Databricks Key Azure Integrations
Databricks offers several integrations with Azure to provide a seamless and powerful data analytics and machine learning environment. These integrations leverage the capabilities of Azure services to enhance data engineering, data science, and machine learning workflows.
Here are the major Databricks integrations with Azure:
Azure Databricks service – Azure Databricks itself is a managed Apache Spark and data analytics platform that is tightly integrated with Azure. It provides a collaborative environment for data engineers and data scientists to work together on big data and machine learning projects.
Azure blob storage – Databricks can seamlessly integrate with Azure Blob Storage, making it easy to access and process data stored in Azure Data Lake Storage or Azure Blob Storage containers. This integration allows you to read and write data efficiently, enhancing data engineering workflows.
Azure machine learning – Databricks can integrate with Azure Machine Learning services, allowing data scientists to train and deploy machine learning models using Databricks clusters and then easily deploy them to Azure for production use.

BRIEF: Reproduce word for word the portion of the passage about Databricks integrations with Azure from "Azure blob storage –" to "data engineering workflows.". Rely solely on the passage about Databricks integrations with Azure.

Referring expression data
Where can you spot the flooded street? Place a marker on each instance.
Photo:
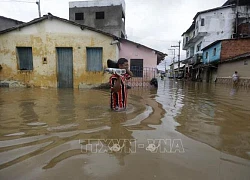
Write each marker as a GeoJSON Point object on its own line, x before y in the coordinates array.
{"type": "Point", "coordinates": [200, 131]}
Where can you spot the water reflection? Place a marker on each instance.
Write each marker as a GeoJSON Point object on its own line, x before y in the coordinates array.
{"type": "Point", "coordinates": [65, 106]}
{"type": "Point", "coordinates": [51, 122]}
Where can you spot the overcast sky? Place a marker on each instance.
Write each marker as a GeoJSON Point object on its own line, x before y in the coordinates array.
{"type": "Point", "coordinates": [155, 23]}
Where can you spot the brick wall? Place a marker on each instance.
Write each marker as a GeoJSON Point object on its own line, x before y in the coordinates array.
{"type": "Point", "coordinates": [234, 47]}
{"type": "Point", "coordinates": [244, 28]}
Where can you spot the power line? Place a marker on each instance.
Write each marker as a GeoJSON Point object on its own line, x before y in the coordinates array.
{"type": "Point", "coordinates": [19, 1]}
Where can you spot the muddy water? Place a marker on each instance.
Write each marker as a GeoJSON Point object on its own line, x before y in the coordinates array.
{"type": "Point", "coordinates": [200, 131]}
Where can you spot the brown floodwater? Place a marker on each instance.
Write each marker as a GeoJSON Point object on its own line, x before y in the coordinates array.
{"type": "Point", "coordinates": [200, 131]}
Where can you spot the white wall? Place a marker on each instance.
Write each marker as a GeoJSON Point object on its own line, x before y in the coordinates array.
{"type": "Point", "coordinates": [219, 25]}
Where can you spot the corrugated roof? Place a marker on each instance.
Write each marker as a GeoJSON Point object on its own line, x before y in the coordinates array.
{"type": "Point", "coordinates": [238, 57]}
{"type": "Point", "coordinates": [50, 16]}
{"type": "Point", "coordinates": [11, 19]}
{"type": "Point", "coordinates": [214, 9]}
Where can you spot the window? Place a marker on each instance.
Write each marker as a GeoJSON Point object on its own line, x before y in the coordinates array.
{"type": "Point", "coordinates": [25, 58]}
{"type": "Point", "coordinates": [99, 15]}
{"type": "Point", "coordinates": [245, 62]}
{"type": "Point", "coordinates": [79, 16]}
{"type": "Point", "coordinates": [94, 59]}
{"type": "Point", "coordinates": [136, 66]}
{"type": "Point", "coordinates": [202, 22]}
{"type": "Point", "coordinates": [206, 55]}
{"type": "Point", "coordinates": [214, 52]}
{"type": "Point", "coordinates": [198, 47]}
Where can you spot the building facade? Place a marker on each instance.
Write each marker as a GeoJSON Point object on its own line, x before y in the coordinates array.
{"type": "Point", "coordinates": [6, 23]}
{"type": "Point", "coordinates": [143, 61]}
{"type": "Point", "coordinates": [229, 21]}
{"type": "Point", "coordinates": [105, 15]}
{"type": "Point", "coordinates": [54, 52]}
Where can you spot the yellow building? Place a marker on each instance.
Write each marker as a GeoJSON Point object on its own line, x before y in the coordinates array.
{"type": "Point", "coordinates": [54, 52]}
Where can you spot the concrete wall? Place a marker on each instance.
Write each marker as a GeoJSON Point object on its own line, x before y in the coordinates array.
{"type": "Point", "coordinates": [219, 24]}
{"type": "Point", "coordinates": [242, 66]}
{"type": "Point", "coordinates": [44, 37]}
{"type": "Point", "coordinates": [6, 23]}
{"type": "Point", "coordinates": [211, 57]}
{"type": "Point", "coordinates": [234, 47]}
{"type": "Point", "coordinates": [226, 70]}
{"type": "Point", "coordinates": [112, 22]}
{"type": "Point", "coordinates": [130, 50]}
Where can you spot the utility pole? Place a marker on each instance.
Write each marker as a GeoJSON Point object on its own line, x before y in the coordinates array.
{"type": "Point", "coordinates": [39, 8]}
{"type": "Point", "coordinates": [174, 54]}
{"type": "Point", "coordinates": [179, 55]}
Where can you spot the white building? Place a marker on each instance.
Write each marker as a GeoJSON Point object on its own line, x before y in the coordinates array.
{"type": "Point", "coordinates": [225, 22]}
{"type": "Point", "coordinates": [211, 25]}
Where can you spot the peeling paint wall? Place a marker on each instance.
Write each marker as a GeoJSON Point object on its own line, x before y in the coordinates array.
{"type": "Point", "coordinates": [44, 37]}
{"type": "Point", "coordinates": [130, 50]}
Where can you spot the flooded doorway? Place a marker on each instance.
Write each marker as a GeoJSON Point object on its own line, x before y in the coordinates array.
{"type": "Point", "coordinates": [65, 67]}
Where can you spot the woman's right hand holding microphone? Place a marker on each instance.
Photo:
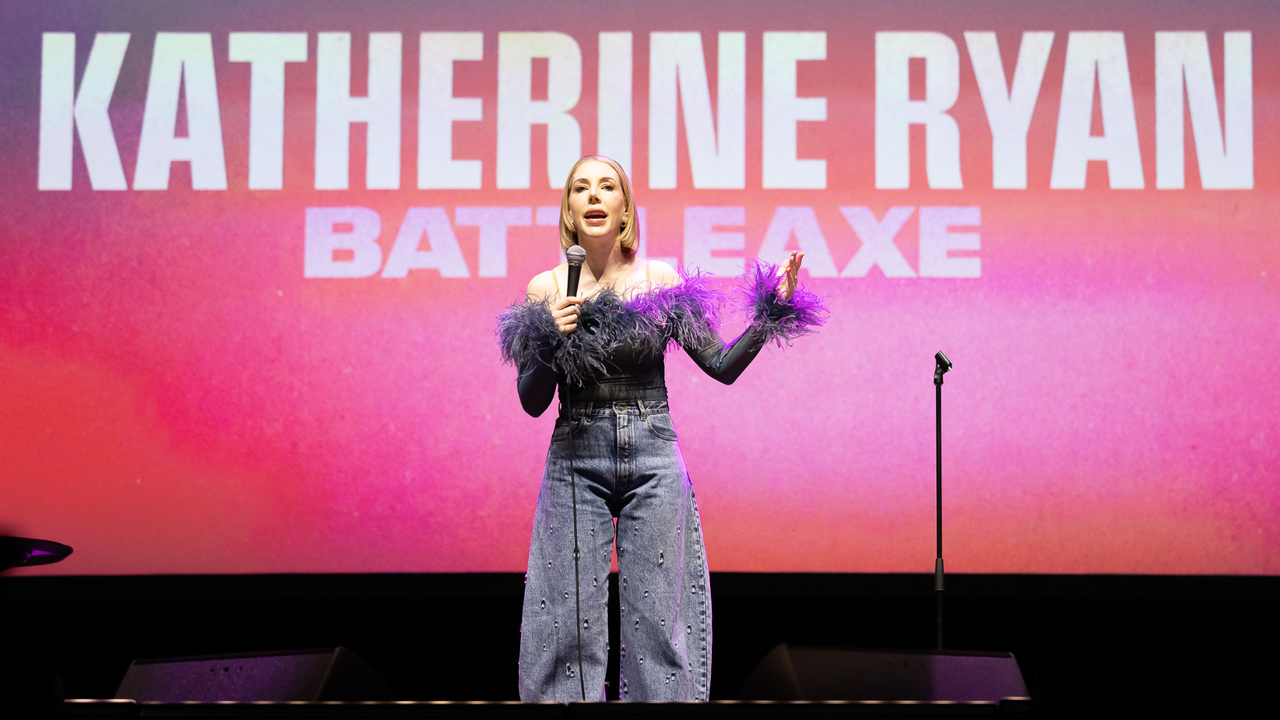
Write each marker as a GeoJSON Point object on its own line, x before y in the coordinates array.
{"type": "Point", "coordinates": [565, 313]}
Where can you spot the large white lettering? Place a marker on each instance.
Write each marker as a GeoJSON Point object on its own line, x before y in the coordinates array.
{"type": "Point", "coordinates": [717, 156]}
{"type": "Point", "coordinates": [613, 99]}
{"type": "Point", "coordinates": [780, 164]}
{"type": "Point", "coordinates": [1225, 163]}
{"type": "Point", "coordinates": [519, 112]}
{"type": "Point", "coordinates": [266, 53]}
{"type": "Point", "coordinates": [438, 109]}
{"type": "Point", "coordinates": [1096, 57]}
{"type": "Point", "coordinates": [896, 112]}
{"type": "Point", "coordinates": [182, 64]}
{"type": "Point", "coordinates": [64, 112]}
{"type": "Point", "coordinates": [1009, 106]}
{"type": "Point", "coordinates": [337, 109]}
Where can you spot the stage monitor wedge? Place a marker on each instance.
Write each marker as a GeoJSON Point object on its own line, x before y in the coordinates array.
{"type": "Point", "coordinates": [309, 675]}
{"type": "Point", "coordinates": [813, 673]}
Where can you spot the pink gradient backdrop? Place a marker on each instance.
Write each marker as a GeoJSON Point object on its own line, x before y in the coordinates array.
{"type": "Point", "coordinates": [177, 397]}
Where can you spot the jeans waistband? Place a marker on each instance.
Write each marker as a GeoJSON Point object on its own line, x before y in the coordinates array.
{"type": "Point", "coordinates": [592, 408]}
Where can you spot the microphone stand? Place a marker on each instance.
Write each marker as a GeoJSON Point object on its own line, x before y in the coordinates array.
{"type": "Point", "coordinates": [941, 365]}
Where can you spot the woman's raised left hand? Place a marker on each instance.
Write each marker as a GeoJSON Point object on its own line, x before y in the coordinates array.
{"type": "Point", "coordinates": [790, 276]}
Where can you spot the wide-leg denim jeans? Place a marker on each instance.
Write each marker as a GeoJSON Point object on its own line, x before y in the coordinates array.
{"type": "Point", "coordinates": [627, 466]}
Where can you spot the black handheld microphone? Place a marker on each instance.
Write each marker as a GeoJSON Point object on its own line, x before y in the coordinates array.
{"type": "Point", "coordinates": [575, 256]}
{"type": "Point", "coordinates": [575, 268]}
{"type": "Point", "coordinates": [941, 365]}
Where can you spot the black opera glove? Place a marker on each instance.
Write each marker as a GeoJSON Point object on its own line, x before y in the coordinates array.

OUTPUT:
Azure blob storage – Databricks can seamlessly integrate with Azure Blob Storage, making it easy to access and process data stored in Azure Data Lake Storage or Azure Blob Storage containers. This integration allows you to read and write data efficiently, enhancing data engineering workflows.